►
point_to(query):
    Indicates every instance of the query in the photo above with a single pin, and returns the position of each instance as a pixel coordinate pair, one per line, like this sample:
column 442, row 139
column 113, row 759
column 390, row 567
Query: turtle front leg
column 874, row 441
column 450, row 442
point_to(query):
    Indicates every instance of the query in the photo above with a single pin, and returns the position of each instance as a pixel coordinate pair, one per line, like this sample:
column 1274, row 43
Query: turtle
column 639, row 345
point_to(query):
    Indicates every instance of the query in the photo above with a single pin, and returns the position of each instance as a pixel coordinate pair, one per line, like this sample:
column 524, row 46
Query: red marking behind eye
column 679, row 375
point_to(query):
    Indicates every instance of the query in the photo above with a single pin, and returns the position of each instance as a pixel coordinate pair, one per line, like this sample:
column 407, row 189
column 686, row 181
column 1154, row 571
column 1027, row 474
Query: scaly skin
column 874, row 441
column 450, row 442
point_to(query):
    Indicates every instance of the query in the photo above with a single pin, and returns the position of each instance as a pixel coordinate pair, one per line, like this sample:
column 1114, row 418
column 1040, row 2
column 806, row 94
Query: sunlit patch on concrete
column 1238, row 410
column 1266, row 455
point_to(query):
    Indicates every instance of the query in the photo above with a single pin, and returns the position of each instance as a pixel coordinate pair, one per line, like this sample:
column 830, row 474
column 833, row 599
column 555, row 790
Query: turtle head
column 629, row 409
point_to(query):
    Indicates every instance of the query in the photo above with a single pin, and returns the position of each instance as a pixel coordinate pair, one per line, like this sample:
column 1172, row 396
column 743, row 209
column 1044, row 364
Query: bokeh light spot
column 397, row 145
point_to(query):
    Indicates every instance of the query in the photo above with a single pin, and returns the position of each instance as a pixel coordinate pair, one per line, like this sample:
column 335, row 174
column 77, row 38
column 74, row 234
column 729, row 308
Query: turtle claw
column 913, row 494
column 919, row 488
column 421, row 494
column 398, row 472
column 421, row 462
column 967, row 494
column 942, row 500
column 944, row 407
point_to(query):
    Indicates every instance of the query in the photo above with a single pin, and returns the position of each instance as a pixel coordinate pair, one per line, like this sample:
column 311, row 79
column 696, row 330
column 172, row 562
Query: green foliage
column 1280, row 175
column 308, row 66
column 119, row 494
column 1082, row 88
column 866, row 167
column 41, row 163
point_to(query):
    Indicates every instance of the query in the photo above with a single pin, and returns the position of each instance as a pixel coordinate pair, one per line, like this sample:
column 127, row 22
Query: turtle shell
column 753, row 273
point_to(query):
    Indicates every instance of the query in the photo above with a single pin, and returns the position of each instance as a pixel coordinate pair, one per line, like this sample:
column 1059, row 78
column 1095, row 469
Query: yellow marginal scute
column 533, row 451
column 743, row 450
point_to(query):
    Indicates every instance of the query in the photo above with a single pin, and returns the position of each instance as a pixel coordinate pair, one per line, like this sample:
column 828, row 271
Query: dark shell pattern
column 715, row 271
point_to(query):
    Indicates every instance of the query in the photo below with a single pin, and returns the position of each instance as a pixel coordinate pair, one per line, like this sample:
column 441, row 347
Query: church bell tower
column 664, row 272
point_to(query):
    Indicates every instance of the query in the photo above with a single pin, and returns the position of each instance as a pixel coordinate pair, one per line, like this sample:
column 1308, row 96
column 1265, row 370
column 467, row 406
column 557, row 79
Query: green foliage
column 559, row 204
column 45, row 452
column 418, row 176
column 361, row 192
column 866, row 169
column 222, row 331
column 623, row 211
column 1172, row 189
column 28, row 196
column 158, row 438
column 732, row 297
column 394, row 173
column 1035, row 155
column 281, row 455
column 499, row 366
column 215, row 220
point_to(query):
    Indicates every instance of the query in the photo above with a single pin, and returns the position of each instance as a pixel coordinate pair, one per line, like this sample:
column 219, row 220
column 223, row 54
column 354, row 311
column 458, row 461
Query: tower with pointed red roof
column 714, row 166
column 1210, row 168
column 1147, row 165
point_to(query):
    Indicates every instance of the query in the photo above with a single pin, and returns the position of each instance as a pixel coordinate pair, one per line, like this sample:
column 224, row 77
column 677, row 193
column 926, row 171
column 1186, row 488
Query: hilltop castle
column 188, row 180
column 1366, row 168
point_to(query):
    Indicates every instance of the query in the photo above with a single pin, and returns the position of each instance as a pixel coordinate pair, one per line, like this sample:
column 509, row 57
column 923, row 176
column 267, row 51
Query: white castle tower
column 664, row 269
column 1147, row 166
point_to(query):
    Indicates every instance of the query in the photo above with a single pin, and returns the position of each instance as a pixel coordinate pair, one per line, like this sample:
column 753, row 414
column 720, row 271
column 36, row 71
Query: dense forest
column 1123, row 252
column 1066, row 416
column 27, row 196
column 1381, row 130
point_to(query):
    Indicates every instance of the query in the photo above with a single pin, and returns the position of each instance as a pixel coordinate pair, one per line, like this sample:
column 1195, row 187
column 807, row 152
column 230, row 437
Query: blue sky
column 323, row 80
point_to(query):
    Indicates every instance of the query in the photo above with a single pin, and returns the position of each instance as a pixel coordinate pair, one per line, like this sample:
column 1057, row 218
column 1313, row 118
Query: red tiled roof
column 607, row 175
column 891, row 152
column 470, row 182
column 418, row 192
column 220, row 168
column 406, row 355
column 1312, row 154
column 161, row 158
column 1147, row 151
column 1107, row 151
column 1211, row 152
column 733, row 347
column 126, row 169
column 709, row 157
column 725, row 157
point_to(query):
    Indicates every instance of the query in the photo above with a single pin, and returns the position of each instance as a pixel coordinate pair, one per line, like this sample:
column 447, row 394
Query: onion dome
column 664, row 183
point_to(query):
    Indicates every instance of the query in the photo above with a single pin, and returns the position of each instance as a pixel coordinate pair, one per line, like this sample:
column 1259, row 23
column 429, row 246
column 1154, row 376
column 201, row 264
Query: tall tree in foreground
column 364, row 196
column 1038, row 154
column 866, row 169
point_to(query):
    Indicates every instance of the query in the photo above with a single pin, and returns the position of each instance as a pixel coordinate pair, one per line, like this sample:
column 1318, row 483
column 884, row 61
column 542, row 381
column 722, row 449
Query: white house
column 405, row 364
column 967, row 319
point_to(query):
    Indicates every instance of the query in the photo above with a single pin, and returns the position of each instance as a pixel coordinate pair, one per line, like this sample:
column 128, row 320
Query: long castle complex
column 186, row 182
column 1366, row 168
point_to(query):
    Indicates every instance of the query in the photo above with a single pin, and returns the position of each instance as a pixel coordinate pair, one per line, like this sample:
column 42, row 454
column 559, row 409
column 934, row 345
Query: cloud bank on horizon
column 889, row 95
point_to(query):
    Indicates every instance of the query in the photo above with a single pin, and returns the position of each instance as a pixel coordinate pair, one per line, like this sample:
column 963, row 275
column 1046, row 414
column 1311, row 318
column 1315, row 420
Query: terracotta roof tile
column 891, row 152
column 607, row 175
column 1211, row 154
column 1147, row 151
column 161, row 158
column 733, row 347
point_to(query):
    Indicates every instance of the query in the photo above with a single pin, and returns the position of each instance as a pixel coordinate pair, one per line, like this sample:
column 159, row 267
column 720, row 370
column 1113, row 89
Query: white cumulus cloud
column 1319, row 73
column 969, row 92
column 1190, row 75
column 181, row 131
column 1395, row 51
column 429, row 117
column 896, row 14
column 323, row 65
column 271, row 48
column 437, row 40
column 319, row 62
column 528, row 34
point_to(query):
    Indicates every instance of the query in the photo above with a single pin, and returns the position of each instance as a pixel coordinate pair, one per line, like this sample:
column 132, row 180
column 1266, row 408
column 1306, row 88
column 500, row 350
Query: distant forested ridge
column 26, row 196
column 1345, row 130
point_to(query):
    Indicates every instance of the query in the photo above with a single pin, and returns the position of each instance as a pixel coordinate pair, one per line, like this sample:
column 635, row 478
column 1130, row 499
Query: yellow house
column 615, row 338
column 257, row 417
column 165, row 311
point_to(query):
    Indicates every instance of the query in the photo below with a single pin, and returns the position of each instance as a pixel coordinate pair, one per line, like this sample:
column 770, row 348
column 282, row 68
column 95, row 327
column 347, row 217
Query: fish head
◄
* Problem requirements
Pick out each line in the records above that contains the word "yellow", and copy those lines.

* Output of the exercise
Query: yellow marginal scute
Query: yellow house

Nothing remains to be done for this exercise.